=== Task A ===
List every category that Stage 1 of the excerpt on pain-point scoring uses to classify each high-scoring pain point.
=== Task B ===
Repeat word for word the part of the excerpt on pain-point scoring that opens with the words containing "The base tool" and closes with "outperform static weights.".

Hard filters act as gates. A pain point scoring 8.8 but with specificity below 3.0 gets dropped. This enforces data quality without touching the formula.
The optional LLM layer
For users who want deeper analysis, I built an optional two-stage LLM pipeline on top of the base scoring. It is completely opt-in; you only pay if you choose it.
Stage 1: Batch pre-filter (~0.001 USD per post). Classify each high-scoring pain point as relevant, irrelevant, or tangential. Reduces noise, focuses expensive analysis on real signals.
Stage 2: Insight extraction (~0.01 USD per post). Synthesize a 1-2 paragraph brief of each pain point, what the problem is, who is affected, and why it matters.
Budget caps prevent surprise bills. Set a max spend: "Extract insights for top 20 pain points, cap at 0.50 USD." The tool stops when you hit the limit.
The base tool works without LLMs. The LLM layer amplifies it. You are never locked into expensive APIs to get value.
Why not a black-box model
A gradient-boosted ensemble could probably score pain points better than my formula. Those systems might outperform static weights.
I did not build one. You cannot debug a black box. If a model says a pain point scores 8.2, you do not know if it is frequency, intensity, or some learned interaction between them. You cannot change your use case without retraining. You cannot understand it, so you cannot trust it.
My YAML weights mean you see exactly why a pain point scored 8.2 versus 6.1. You run the formula by hand. You argue about weights with your team. You adjust for your specific use case. Most importantly, you know what you are optimizing for.
Transparency beats accuracy when accuracy does not tell you why. For an open-source tool meant to be debuggable and configurable, static weights with YAML config are the right tradeoff.

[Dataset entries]

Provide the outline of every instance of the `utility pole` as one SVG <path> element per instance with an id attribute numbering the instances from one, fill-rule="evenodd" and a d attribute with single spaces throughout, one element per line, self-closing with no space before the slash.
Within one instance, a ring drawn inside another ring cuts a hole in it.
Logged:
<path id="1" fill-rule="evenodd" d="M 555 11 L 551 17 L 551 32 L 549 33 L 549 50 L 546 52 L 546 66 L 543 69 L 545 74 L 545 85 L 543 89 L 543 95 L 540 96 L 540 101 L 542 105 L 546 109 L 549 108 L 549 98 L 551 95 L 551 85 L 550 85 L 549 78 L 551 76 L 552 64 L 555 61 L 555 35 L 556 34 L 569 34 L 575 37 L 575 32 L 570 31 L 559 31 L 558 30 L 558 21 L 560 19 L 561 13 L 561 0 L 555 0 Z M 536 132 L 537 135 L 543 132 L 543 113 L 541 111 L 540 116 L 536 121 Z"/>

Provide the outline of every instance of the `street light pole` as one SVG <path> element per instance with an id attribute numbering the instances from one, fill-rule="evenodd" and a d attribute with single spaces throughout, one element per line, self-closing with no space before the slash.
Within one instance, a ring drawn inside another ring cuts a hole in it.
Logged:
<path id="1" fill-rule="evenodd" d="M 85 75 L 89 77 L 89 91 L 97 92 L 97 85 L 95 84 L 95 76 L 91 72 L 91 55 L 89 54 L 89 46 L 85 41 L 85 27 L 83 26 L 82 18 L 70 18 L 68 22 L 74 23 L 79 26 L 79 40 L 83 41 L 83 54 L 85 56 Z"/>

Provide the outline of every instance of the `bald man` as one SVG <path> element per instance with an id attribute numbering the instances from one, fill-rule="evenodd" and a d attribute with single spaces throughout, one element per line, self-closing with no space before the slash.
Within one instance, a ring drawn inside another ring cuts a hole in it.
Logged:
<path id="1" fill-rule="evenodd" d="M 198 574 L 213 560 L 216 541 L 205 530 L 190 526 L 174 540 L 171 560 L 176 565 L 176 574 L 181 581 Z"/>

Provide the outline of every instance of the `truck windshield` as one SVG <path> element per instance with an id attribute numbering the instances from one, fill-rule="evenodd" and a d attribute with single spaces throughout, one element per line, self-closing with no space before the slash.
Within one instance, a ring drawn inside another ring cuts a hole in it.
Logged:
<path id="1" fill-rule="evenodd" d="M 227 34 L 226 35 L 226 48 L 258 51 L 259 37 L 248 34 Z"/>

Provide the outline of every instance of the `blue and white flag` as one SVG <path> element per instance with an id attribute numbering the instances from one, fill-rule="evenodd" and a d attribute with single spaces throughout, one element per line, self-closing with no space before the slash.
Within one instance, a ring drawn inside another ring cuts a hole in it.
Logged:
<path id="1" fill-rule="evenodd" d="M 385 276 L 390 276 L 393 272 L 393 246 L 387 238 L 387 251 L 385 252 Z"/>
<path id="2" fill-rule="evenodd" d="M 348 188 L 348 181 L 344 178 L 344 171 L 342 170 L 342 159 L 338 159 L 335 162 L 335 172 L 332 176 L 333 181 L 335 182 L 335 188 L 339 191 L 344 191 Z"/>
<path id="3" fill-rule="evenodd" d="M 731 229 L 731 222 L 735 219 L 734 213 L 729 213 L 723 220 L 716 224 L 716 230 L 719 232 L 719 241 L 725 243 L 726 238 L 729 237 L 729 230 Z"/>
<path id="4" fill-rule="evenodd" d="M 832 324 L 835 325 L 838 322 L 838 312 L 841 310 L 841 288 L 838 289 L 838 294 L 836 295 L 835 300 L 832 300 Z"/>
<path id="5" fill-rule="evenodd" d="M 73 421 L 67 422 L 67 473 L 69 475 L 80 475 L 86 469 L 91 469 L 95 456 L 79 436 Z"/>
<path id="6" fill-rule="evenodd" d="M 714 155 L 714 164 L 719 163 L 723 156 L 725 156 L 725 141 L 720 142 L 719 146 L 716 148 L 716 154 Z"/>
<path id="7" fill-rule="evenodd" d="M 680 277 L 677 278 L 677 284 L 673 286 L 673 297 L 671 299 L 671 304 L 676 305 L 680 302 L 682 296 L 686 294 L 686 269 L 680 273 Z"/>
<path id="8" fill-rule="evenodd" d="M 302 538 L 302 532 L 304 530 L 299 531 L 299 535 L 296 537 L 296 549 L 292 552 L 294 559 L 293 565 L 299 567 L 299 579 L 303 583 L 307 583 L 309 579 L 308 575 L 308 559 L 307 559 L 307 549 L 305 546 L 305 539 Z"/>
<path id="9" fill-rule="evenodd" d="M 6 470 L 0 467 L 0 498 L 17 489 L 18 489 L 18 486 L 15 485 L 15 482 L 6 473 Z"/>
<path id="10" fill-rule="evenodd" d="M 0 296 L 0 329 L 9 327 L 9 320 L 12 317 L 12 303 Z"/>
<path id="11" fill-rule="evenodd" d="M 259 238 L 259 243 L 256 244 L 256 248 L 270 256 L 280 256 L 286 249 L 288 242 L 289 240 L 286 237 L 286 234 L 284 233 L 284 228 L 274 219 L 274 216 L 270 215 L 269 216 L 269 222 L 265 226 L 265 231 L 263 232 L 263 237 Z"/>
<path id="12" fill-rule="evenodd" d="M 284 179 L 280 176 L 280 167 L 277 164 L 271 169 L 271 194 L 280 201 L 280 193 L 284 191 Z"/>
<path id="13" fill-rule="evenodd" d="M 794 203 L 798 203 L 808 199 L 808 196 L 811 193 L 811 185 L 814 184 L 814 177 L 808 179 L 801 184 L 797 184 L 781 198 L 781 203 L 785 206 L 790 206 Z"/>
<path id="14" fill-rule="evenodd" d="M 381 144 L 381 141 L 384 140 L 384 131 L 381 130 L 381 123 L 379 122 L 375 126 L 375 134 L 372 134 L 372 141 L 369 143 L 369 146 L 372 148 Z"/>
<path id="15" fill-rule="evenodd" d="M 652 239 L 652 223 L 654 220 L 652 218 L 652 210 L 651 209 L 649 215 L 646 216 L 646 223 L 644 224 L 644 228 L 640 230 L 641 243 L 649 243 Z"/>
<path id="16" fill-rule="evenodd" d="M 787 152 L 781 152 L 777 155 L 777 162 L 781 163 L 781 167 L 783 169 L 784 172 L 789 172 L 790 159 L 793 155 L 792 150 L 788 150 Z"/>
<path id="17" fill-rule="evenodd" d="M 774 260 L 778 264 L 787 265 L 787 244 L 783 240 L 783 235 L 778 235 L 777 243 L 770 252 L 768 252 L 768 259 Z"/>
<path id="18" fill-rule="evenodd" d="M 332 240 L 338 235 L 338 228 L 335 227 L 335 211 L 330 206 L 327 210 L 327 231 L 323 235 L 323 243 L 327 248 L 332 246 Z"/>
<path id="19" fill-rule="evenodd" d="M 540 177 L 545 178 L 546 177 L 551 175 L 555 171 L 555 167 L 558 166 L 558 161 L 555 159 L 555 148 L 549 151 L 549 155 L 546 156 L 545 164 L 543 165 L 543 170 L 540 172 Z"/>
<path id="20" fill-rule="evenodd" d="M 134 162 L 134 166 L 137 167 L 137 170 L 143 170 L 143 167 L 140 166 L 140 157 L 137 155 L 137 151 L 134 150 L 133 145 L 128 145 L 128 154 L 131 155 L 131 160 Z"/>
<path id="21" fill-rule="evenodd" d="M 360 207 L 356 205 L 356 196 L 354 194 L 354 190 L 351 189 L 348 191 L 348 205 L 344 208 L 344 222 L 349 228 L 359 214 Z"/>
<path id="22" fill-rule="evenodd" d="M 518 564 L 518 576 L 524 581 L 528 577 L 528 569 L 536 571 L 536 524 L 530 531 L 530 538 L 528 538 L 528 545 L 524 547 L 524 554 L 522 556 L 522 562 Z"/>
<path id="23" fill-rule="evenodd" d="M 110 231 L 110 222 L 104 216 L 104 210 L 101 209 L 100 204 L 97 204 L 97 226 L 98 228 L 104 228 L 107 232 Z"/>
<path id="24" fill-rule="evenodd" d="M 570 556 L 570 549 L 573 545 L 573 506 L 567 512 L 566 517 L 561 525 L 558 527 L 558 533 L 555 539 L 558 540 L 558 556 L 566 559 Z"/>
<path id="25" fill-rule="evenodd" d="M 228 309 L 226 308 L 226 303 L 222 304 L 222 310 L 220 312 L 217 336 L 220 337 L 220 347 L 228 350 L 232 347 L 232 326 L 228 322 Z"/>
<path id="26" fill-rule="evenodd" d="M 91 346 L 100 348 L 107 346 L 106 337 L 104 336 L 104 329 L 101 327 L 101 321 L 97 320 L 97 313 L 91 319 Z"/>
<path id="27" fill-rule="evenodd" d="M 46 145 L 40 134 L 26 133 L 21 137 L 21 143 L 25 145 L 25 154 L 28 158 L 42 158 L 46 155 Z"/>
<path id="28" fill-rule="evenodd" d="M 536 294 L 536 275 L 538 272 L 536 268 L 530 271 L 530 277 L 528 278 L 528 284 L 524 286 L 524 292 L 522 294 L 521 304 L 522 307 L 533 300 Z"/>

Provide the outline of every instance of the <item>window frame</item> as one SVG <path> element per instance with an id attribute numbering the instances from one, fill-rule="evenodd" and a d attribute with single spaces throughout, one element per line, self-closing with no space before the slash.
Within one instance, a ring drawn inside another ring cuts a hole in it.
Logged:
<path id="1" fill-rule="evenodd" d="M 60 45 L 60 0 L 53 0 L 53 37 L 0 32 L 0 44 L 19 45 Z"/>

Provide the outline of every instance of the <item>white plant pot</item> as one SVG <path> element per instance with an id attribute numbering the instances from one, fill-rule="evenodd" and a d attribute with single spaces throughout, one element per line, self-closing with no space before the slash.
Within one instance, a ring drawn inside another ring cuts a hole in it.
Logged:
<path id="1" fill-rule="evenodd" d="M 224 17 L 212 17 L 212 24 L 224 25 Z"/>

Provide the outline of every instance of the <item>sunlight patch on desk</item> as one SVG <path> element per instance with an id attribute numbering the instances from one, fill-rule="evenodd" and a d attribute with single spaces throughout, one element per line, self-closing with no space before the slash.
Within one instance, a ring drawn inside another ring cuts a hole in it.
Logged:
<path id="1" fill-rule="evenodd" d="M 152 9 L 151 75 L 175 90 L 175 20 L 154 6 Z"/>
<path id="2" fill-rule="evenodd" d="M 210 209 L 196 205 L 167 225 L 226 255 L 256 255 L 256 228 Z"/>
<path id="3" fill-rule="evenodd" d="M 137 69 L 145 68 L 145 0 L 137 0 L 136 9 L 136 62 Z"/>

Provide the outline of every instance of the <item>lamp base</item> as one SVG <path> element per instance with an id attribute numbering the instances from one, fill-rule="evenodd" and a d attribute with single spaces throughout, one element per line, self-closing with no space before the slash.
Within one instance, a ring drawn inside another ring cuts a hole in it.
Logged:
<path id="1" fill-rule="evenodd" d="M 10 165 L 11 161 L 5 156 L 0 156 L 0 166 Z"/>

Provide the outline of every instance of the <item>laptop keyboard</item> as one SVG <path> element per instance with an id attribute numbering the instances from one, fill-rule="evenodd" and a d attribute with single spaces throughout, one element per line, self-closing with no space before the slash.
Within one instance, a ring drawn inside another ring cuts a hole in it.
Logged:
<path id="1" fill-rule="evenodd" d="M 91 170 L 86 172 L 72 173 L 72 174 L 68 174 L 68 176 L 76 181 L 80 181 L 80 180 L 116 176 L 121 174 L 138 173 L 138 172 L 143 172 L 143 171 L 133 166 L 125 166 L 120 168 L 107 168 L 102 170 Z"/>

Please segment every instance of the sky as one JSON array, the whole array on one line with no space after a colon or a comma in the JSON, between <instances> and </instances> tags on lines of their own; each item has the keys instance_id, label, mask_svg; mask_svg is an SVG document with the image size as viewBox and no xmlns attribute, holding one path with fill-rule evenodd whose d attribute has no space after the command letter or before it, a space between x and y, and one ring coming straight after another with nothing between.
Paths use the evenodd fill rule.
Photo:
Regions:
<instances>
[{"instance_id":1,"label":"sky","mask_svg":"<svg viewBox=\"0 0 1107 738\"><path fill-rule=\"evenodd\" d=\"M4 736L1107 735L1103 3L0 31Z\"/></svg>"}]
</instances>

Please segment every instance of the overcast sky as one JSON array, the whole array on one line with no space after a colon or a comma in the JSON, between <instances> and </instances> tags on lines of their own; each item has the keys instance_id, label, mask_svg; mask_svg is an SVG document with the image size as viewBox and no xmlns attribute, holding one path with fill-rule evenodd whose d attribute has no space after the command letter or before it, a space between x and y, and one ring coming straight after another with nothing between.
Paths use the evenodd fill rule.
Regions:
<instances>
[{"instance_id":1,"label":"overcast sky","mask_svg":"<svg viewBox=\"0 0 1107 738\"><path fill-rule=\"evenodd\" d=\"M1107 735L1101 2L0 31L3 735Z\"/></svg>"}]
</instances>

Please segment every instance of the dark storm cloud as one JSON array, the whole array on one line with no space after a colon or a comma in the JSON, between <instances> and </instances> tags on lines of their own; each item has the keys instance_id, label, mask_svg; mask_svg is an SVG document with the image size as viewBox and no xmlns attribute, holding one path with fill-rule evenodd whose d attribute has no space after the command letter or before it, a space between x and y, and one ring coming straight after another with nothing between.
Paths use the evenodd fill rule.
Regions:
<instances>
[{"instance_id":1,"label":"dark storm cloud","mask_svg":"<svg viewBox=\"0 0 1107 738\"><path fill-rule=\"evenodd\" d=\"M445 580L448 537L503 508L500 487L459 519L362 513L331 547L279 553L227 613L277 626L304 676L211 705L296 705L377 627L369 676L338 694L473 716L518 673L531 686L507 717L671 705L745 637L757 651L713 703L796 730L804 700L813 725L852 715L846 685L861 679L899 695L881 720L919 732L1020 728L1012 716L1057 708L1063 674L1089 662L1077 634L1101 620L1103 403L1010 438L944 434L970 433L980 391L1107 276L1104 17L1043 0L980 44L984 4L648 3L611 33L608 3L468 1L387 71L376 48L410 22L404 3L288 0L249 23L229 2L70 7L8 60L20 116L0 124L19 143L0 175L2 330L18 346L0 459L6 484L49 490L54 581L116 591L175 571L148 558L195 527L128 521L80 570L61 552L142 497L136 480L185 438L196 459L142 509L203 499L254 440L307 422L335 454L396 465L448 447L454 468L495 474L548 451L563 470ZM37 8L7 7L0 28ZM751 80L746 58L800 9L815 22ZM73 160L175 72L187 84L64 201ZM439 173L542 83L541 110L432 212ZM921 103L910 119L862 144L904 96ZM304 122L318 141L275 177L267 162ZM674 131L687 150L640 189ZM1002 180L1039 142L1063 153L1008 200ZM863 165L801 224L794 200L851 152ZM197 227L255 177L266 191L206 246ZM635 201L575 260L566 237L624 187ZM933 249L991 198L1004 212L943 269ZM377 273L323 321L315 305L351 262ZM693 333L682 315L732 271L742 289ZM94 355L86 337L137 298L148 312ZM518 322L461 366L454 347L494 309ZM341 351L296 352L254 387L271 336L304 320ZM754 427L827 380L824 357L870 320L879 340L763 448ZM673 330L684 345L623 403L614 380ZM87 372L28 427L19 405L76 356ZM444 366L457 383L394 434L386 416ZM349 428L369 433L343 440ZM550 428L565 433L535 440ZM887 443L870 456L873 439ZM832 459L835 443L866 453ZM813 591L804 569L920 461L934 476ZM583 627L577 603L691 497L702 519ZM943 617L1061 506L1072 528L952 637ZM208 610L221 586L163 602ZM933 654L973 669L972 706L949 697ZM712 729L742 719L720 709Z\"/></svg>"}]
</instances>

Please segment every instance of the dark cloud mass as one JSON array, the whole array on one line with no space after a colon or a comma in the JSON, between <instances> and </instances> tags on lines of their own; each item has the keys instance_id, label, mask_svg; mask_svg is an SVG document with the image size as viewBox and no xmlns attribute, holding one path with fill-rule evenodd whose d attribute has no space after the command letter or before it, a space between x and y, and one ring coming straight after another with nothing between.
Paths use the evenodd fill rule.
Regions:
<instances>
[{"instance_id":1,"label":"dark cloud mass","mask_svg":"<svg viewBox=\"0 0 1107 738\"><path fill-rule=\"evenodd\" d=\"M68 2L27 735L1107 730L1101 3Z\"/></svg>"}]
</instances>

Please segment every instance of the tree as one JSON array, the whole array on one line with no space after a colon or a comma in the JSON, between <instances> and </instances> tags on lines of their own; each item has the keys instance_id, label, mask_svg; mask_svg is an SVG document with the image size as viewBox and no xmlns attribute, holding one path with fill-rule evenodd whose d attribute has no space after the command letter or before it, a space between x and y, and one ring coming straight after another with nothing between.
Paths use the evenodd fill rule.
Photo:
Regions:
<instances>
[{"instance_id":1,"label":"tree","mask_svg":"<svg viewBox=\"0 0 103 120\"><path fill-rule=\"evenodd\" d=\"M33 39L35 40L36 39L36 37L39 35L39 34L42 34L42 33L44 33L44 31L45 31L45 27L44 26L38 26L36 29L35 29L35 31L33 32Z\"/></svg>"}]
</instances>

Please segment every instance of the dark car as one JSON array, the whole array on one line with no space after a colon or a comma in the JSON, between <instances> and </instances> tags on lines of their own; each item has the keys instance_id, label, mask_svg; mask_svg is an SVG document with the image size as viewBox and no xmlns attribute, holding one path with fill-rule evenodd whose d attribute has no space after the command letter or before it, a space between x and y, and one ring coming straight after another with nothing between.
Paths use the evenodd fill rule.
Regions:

=== Output A ===
relevant, irrelevant, tangential

=== Output B ===
The base tool works without LLMs. The LLM layer amplifies it. You are never locked into expensive APIs to get value.
Why not a black-box model
A gradient-boosted ensemble could probably score pain points better than my formula. Those systems might outperform static weights.